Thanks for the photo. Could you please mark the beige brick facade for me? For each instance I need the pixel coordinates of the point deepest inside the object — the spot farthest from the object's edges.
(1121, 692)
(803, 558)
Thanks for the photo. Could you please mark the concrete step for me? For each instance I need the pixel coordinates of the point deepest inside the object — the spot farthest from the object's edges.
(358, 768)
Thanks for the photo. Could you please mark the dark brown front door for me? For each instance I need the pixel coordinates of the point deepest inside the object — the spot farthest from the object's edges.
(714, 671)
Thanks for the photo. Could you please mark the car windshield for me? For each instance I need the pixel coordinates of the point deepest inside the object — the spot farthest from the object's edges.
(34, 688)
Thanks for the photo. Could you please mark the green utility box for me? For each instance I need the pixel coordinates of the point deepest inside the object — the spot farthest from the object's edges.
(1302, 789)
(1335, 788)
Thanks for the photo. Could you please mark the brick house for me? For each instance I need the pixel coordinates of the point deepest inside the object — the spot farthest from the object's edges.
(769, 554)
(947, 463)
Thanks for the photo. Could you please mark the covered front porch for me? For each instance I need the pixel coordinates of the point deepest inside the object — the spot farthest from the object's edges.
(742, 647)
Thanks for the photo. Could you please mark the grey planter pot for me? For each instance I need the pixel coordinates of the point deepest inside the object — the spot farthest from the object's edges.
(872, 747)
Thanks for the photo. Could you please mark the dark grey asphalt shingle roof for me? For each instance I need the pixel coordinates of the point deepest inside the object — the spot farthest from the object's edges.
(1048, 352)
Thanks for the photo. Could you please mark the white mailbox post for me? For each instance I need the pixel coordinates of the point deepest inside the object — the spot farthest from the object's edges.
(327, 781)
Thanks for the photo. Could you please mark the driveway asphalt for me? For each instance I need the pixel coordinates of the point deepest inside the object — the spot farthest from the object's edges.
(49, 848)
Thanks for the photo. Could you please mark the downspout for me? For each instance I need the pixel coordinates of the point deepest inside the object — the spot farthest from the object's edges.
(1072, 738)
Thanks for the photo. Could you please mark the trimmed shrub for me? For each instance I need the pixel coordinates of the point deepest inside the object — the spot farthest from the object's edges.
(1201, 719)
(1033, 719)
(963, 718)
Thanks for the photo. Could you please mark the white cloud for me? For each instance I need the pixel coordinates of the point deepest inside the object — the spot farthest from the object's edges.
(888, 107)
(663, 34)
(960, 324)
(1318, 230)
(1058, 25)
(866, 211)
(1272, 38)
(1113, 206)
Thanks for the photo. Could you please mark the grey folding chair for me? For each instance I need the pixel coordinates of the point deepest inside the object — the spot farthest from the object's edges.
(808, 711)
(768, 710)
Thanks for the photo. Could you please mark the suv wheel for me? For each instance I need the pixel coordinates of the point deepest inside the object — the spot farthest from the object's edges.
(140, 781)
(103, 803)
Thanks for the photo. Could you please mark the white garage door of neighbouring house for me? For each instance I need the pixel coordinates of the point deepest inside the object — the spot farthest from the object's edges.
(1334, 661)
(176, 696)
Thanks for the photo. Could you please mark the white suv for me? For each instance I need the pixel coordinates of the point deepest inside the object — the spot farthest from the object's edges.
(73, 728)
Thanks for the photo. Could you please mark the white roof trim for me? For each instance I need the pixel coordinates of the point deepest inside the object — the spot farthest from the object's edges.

——

● **AIM OF THE EXERCISE**:
Reproduce all of the material above, substituting "x and y coordinates" for every occurrence of "pixel coordinates" and leaving everything else as it is.

● **PROBLEM SOLUTION**:
Thanks for the photo. Could you please mark the beige brick facade for me? For each instance I need the x and y coordinates of the point deepest inside the object — the spot farthest from the object's edges.
(1121, 692)
(803, 558)
Thanks for the photo. Could you please mark the concrete step for me? For each instance I need the x and y coordinates of the point deepest inside the object — the spot farthest from the object's edges.
(358, 768)
Thanks for the photo. Could you please mark the dark brown front door for me? For each instance I need the x and y coordinates of the point deepest inside the object — the spot farthest from the object's edges.
(714, 671)
Thanks for the photo. Could you please mark the car windshield for me? For each instance I need the x and y coordinates of the point deepest inside the object — the spot farthest from the object's edges.
(34, 688)
Thanks for the photo. Could you please mark the green utility box for me? For each instance I need the x and y coordinates of the point deepest inside the object — the spot farthest from the object's edges.
(1302, 789)
(1335, 788)
Thanks for the photo. Could you please mark the brick house for me? For each instance I need the x and y coordinates of the point deepest inside the object — the spot farthest from the object's edges.
(769, 554)
(947, 463)
Thanks for the photo. Could you please mark the covered front porch for me? For each instance I need the x and y coordinates of the point deepest inside the object — the spot farthest from the object's edges.
(742, 647)
Thanks for the photo. Could you please mark the grey planter pot for me? For each instance I need the x and y coordinates of the point deepest inside the object — the spot farthest from the object's edges.
(872, 747)
Thanks for the photo. Could you please mark the dark grey asphalt shingle roof for me? For each instance I need the x and y coordinates of the point deepest inside the object — the spot farthest from the object's edges.
(1048, 352)
Thanks for the photo. Could you please mark the white mailbox post for me? For each instance I need the x and y coordinates of the point deepest inside the object — the spot farthest from the object's edges.
(327, 781)
Thanks for the photo. Could you please mark the driveway asphalt for me? For each instance I need the x and y coordinates of the point deepest inside the object — the spot farthest from the object's edges.
(49, 848)
Thanks for the photo. Could you please mark the downspout for me? For each instance I need the x and y coordinates of the point deepest inside the object — the spot farthest from the object's edges.
(1072, 738)
Thanks for the photo. Could you please mark the trimmed shrub for me? For each instance I need the x and y coordinates of the point deepest inside the object — the spot farthest from the object's edges.
(1201, 719)
(1033, 719)
(963, 718)
Thanks for the photo. Could you please mark the white cloud for me? For each instance I need the x and y coordinates of the point deepest inside the object — the spot farthest from the object's edges.
(888, 107)
(663, 34)
(960, 324)
(1318, 230)
(1058, 25)
(866, 211)
(1272, 38)
(1113, 206)
Thanks for the photo. Could you please mark the grey folding chair for me? For each instance I need the x and y coordinates of the point deepest inside the object — the spot farthest from the object's edges.
(808, 711)
(768, 710)
Thanks for the photo. Could you please mark the suv wheel for me? For each instance I need the x and y coordinates of the point deepest inside the object — the spot farthest from the object's edges.
(140, 781)
(103, 803)
Thanks for the photo. Could you please mark the white garage door of neighbouring house for me? For each instance I need the x and y coordinates of the point deepest inside the object — the spot farthest from the object's edges.
(1334, 661)
(176, 696)
Thanks for the photo. Could you please mark the white suv for me? For each instance I need the x and y coordinates of the point deepest inside the object — the spot farthest from the object's edges.
(73, 728)
Thanks for the photo. Could you please mark the white roof trim for me? For each instance I need the x and y coordinates of the point deepest inside the object — the spot farthest from the object's edges.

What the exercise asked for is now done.